= Check your understanding =
1. Summarize the post about ADHD and social awkwardness in two sentences.
2. Carry on the post about ADHD and social awkwardness, starting after its last sentence.

= Text block =

____________

Yes, I think that many of us have shared something similar. However, I don’t believe all ADHD Brains experience this social awkwardness. One famous example would be Richard Branson. People seem to like him, his effervescent personality, the energy he brings into the room.
Another example I’ve gotten to see all my life is my dad. (I believe that my dad is subclinical Combined ADHD.) I was reminded that he still exhibits ADHD traits when I went to church with him this morning.
- While I don’t have much in the way of hyperactivity, when I need to sit still, I end up fidgeting with whatever I am holding (which this morning was my Bible)…but I am aware that I keep changing the position of my feet every few minutes. (I noticed today that most of the people I could see kept their feet much more still than I do…it’s not the first time I observed this, more like the 500th or 1000th time!)
- So, this morning, I saw that my dad got up from his seat for a long time during the service, and then again during a meeting that was held shortly after. He doesn’t make excuses or apologies, he doesn’t seem self-conscious, but he gets up, walks around the back of the room, or goes out to the foyer to make conversation with someone.
I take after my mom…I feel very awkward in social situations, like I don’t know how to conduct myself. If I’m chatting with someone one-on-one, or in a small group, I do fine. The bigger the crowd, the more awkward I get. Even in a small group, If there are two or more people that I don’t know in the group, I might get very awkward.
I’m an introvert. But I’m also a “true blue” kind of friend. There are some people that I feel like I will always be friends with, even if we don’t talk for years at a time.
- For example: A few days ago, I had a Facebook Messenger conversation with the guy who was my best friend back in High School. We had a deep conversation, probably even deeper than most we’ve had in the past. I revealed my ADHD diagnosis to him, and he revealed to me that he was diagnosed with ADHD, too! He and I are the Odd Couple kind of friends, opposites in almost every way. I was the good kid in school (Boy Scout, Altar Boy)…he was the juvenile delinquent! The same goes with ADHD: I’ve got the Predominantly Inattentive presentation…he’s got the Predominantly Hyperactive-Impulsive presentation. (Well, I think that explains why we made a connection in the first place. We each recognized that we were different from the majority of our schoolmates. Oh, and we were both in the school band!)
((Sorry, getting back on track.))
Experience has shown me that this is just how things go. A lot of the neurotypical friends I’ve had are just very superficial most of the time. (I find the neurodiverse people I meet who get into deep conversations with me are much more fulfilling to spend time with.)

____________

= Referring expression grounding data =

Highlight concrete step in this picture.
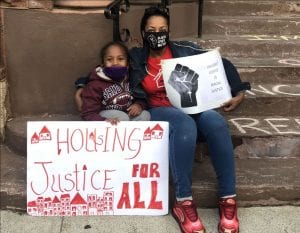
[203,0,300,16]
[193,158,300,207]
[234,87,300,116]
[229,57,300,84]
[0,145,300,211]
[202,16,300,36]
[194,35,300,58]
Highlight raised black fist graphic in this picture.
[168,64,199,108]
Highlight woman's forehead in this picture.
[106,45,125,56]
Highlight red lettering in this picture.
[133,182,145,209]
[71,129,84,151]
[148,181,162,210]
[117,183,131,209]
[91,170,101,190]
[132,164,139,177]
[150,163,160,177]
[57,129,70,155]
[103,170,115,190]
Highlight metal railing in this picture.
[104,0,204,42]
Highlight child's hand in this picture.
[127,104,143,117]
[105,118,120,125]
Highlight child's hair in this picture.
[140,6,170,33]
[100,41,129,64]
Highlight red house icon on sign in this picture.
[39,126,51,141]
[151,124,163,139]
[31,133,40,144]
[71,193,88,216]
[144,127,151,140]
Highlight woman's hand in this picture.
[221,92,245,112]
[74,88,83,112]
[127,103,143,117]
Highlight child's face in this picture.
[103,46,128,67]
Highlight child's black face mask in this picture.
[103,66,128,82]
[144,32,169,50]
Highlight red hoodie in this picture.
[80,66,139,121]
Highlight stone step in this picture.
[229,57,300,84]
[203,0,300,16]
[5,112,300,157]
[202,16,300,36]
[194,35,300,58]
[0,144,300,211]
[234,87,300,116]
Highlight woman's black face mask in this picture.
[144,32,169,50]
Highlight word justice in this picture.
[57,127,142,159]
[29,162,115,195]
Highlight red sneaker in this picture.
[219,198,239,233]
[172,200,205,233]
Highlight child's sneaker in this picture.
[172,200,205,233]
[219,198,239,233]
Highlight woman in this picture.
[130,7,250,233]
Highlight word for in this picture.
[57,127,142,159]
[117,163,163,209]
[29,161,115,195]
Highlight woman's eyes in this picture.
[147,29,168,32]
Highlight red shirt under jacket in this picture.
[142,47,173,107]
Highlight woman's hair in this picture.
[100,41,129,64]
[140,6,170,33]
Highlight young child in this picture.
[80,42,150,125]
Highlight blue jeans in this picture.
[149,107,235,198]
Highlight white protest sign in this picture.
[161,49,232,114]
[27,121,169,216]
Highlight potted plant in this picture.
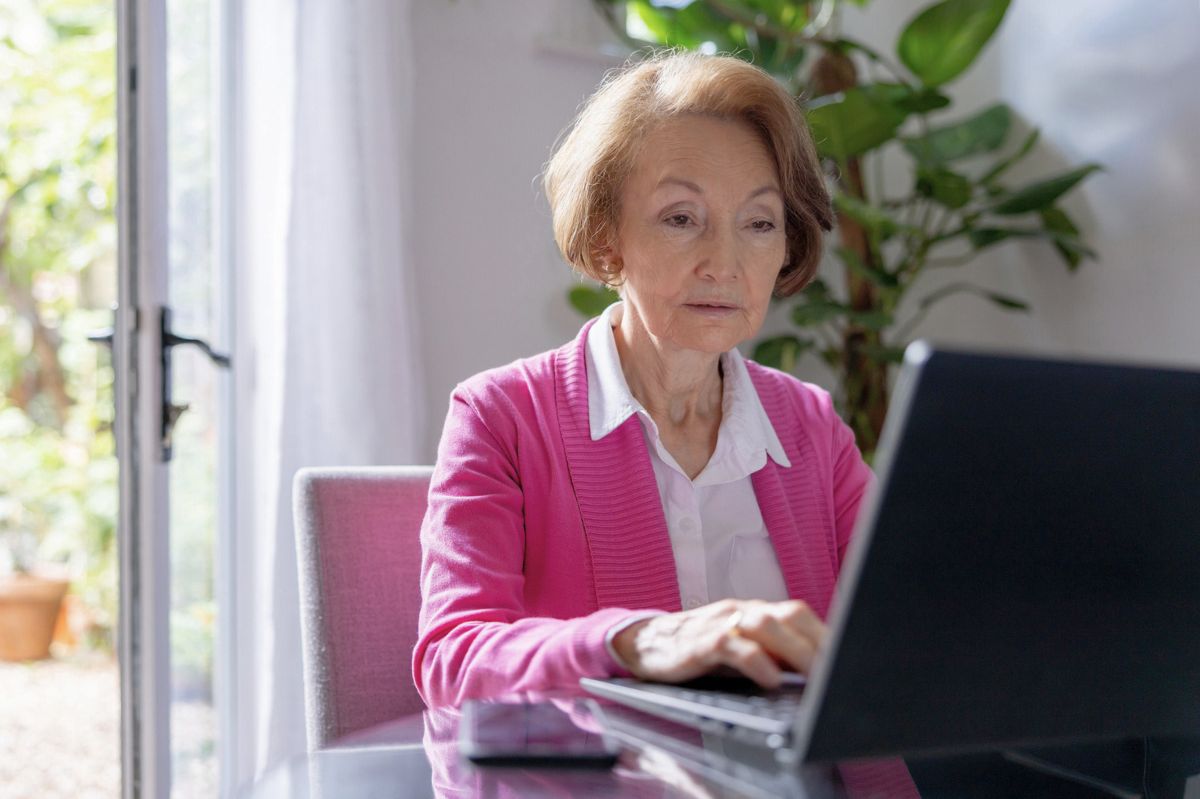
[570,0,1100,457]
[0,507,71,661]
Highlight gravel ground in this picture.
[0,656,216,799]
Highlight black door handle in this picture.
[158,306,233,461]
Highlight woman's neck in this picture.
[613,304,722,427]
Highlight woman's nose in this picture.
[698,226,742,281]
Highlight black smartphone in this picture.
[458,699,619,769]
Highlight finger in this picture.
[766,600,828,649]
[739,612,816,674]
[718,636,784,689]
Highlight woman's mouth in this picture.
[683,302,738,319]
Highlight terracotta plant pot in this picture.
[0,575,70,660]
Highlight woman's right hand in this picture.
[612,600,826,689]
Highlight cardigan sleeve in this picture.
[830,413,875,571]
[413,386,636,707]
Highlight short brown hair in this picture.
[544,50,834,296]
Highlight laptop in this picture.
[581,342,1200,762]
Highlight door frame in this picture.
[113,0,170,799]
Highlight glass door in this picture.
[116,0,233,799]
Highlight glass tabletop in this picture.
[241,693,1200,799]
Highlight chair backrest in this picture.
[293,467,433,750]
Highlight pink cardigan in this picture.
[413,322,911,795]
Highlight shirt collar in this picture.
[584,302,792,468]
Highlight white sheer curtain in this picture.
[231,0,424,786]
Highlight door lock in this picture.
[158,306,232,462]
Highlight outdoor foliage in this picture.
[570,0,1100,455]
[0,0,116,644]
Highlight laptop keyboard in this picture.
[580,679,803,749]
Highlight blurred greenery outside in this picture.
[0,0,216,695]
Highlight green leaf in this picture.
[1040,208,1086,271]
[900,103,1012,167]
[834,247,900,289]
[979,128,1040,183]
[808,86,905,162]
[626,0,746,52]
[871,83,950,114]
[751,336,816,372]
[833,192,916,241]
[988,163,1103,216]
[566,286,620,319]
[917,167,971,210]
[896,0,1009,86]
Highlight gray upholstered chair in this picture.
[293,467,433,750]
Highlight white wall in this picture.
[413,0,620,463]
[413,0,1200,461]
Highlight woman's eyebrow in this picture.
[654,175,784,199]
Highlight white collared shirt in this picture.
[586,302,791,609]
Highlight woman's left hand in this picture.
[612,600,826,687]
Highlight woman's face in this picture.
[610,115,787,353]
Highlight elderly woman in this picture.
[413,54,871,704]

____________

= Answer list =
1. The writer holds that not every ADHD brain is socially awkward, citing Richard Branson and the writer's dad, who gets up and walks around during church services without seeming self-conscious, while the writer takes after mom and grows more awkward as a crowd gets bigger. The writer also describes a deep Messenger conversation with a high school best friend who was diagnosed with ADHD too, and finds neurodiverse people who get into deep conversations more fulfilling than neurotypical friends who are mostly superficial.

2.
I tend to develop friendships with people at work, or at church, simply because I don’t go out and do much else. However, when I leave that job or that church, it’s hard to keep the friendships…the common connection is gone.
However, even though I’m introverted, I’ve learned that I can sometimes create new friendships easily…at the new church or at the new job. I’m counting on this, once I move in a few weeks. I’ll have custody of my kids every other week, but I’ve decided that in the alternate weeks, I’m going to intentionally go out at least a couple of times during the week. I’m going to go socialize (maybe finding a Brain or two that I can connect with), which isn’t that natural for me.
Why? Because I know I’ll need it. I’ll be 2400-3000+ miles away from all my other family and the friends I’ve had thus far. I haven’t set out to make new friends intentionally since I was a kid in school. But I know that to stave off depression, I can’t let myself wallow in loneliness.
So…how do I expect to make friends? By doing the things I enjoy, and trying new things that I think I’ll enjoy, and meeting other people who enjoy the same sorts of things. …Connection comes from having something in common.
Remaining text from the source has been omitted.